### [Reading passage]
········
A. Identity of Parties
Our review of the record reveals that all of the Zinn Plaintiffs were also plaintiffs in the Parker action, and CFI is the sole defendant in both cases. Respondents/Appellants do not contend that the parties are not identical.
B. Subject Matter
CFI asserts the subject matter of the Parker action “is virtually indistinguishable from the Zinn action,” as the Parker Plaintiffs and the Zinn Plaintiffs set forth the same causes of action and request the same relief in their complaints. Moreover, the Parker Plaintiffs and Zinn Plaintiffs sought an accounting as well as a declaratory judgment “finding [CFI’s] practices regarding payment of wages to be in derogation of statutory law ...” The only noticeable difference in the two complaints is that the Parker Plaintiffs requested class certification while the Zinn Plaintiffs did not. Therefore, we find CFI has established the identical nature of the subject matter in the Parker action and the Zinn action.
C. Adjudication of the Issue
CFI argues res judicata bars not only claims actually decided in the Parker action, but those which could have been so decided. The Zinn Plaintiffs challenge the existence of this *107third element of the res judicata doctrine, arguing the court in Parker did not specifically rule on whether CFI’s contractually implemented reserve and/or charge back procedure violated the Wages Act. As Judge Baxley’s order in the Parker action (the Parker Order) addressed with finality the validity of the reserve and charge back procedure under the Wages Act, we agree with CFI that this issue has been adjudicated for purposes of the Zinn action. “[R]es judicata[, which] is more commonly referred to simply as claim preclusion ... bars plaintiffs from pursuing a later suit where the claim (1) was litigated or (2) could have been litigated.” Catawba Indian Nation v. State, 407 S.C. 526, 537, 756 S.E.2d 900, 906 (2014) (citations omitted). “Although res judicata normally applies to issues that were previously raised or that could have been raised in the prior action, declaratory judgments are distinguishable.” Id. at 539, 756 S.E.2d at 908.
As one legal treatise has observed, res judicata does apply to declaratory judgments, but only as to issues actually decided by the court:
Suits for declaratory judgments do not fall within the rule that a former judgment is conclusive not only of all matters actually adjudicated thereby but, in addition, also of all matters which could have been presented for adjudication. A declaratory judgment is not res judicata as to matters not at issue and not passed upon. Unlike other judgments, a declaratory judgment determines only what it actuMly decides and does not preclude, under res judicata principles, other claims that might have been advanced.
········
### [The data]
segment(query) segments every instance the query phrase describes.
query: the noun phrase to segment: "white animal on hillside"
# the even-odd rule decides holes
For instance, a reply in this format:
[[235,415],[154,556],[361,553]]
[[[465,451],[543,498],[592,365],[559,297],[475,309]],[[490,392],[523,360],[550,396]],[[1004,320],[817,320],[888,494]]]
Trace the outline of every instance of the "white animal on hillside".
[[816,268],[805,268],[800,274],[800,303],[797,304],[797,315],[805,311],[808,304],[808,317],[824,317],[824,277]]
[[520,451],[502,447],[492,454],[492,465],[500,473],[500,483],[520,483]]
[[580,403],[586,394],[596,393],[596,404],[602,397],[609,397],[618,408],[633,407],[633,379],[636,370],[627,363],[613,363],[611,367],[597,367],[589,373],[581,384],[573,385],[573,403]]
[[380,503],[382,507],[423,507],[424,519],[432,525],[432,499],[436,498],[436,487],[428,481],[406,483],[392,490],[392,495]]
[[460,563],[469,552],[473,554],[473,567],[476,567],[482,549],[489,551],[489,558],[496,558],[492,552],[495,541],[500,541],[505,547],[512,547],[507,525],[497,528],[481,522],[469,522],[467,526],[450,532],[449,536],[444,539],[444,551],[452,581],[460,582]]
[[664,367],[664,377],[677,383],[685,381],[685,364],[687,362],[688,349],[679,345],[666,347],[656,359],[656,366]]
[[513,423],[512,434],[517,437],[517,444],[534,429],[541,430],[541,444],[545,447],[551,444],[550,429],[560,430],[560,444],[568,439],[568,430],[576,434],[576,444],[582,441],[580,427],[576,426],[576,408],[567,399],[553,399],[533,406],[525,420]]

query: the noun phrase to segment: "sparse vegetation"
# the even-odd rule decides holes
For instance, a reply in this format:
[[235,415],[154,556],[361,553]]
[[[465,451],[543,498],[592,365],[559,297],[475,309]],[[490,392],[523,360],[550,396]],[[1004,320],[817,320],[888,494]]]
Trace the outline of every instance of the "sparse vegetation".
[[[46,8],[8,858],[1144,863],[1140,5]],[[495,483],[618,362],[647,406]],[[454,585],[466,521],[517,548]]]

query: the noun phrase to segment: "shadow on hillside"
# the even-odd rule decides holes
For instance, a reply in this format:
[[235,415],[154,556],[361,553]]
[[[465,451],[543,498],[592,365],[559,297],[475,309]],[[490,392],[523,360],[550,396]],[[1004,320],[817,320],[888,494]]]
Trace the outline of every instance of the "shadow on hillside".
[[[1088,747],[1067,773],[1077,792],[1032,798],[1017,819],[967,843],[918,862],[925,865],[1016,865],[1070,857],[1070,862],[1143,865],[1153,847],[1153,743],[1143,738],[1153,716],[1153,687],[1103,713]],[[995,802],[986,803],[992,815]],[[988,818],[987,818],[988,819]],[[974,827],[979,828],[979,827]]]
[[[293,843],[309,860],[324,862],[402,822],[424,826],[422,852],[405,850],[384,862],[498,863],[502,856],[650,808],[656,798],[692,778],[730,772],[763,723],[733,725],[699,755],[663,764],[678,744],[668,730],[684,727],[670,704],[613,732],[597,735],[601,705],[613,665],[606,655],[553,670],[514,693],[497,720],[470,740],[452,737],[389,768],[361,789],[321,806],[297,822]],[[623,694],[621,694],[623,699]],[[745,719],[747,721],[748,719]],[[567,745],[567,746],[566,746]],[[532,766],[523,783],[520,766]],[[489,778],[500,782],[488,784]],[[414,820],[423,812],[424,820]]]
········
### [Tasks]
(a) In the court opinion excerpt, what is the only noticeable difference between the Parker and Zinn complaints?
(b) How many lines of the records contain the word "Trace"? Give only the number.

### [Answer list]
(a) The Parker Plaintiffs requested class certification, while the Zinn Plaintiffs did not.

(b) 3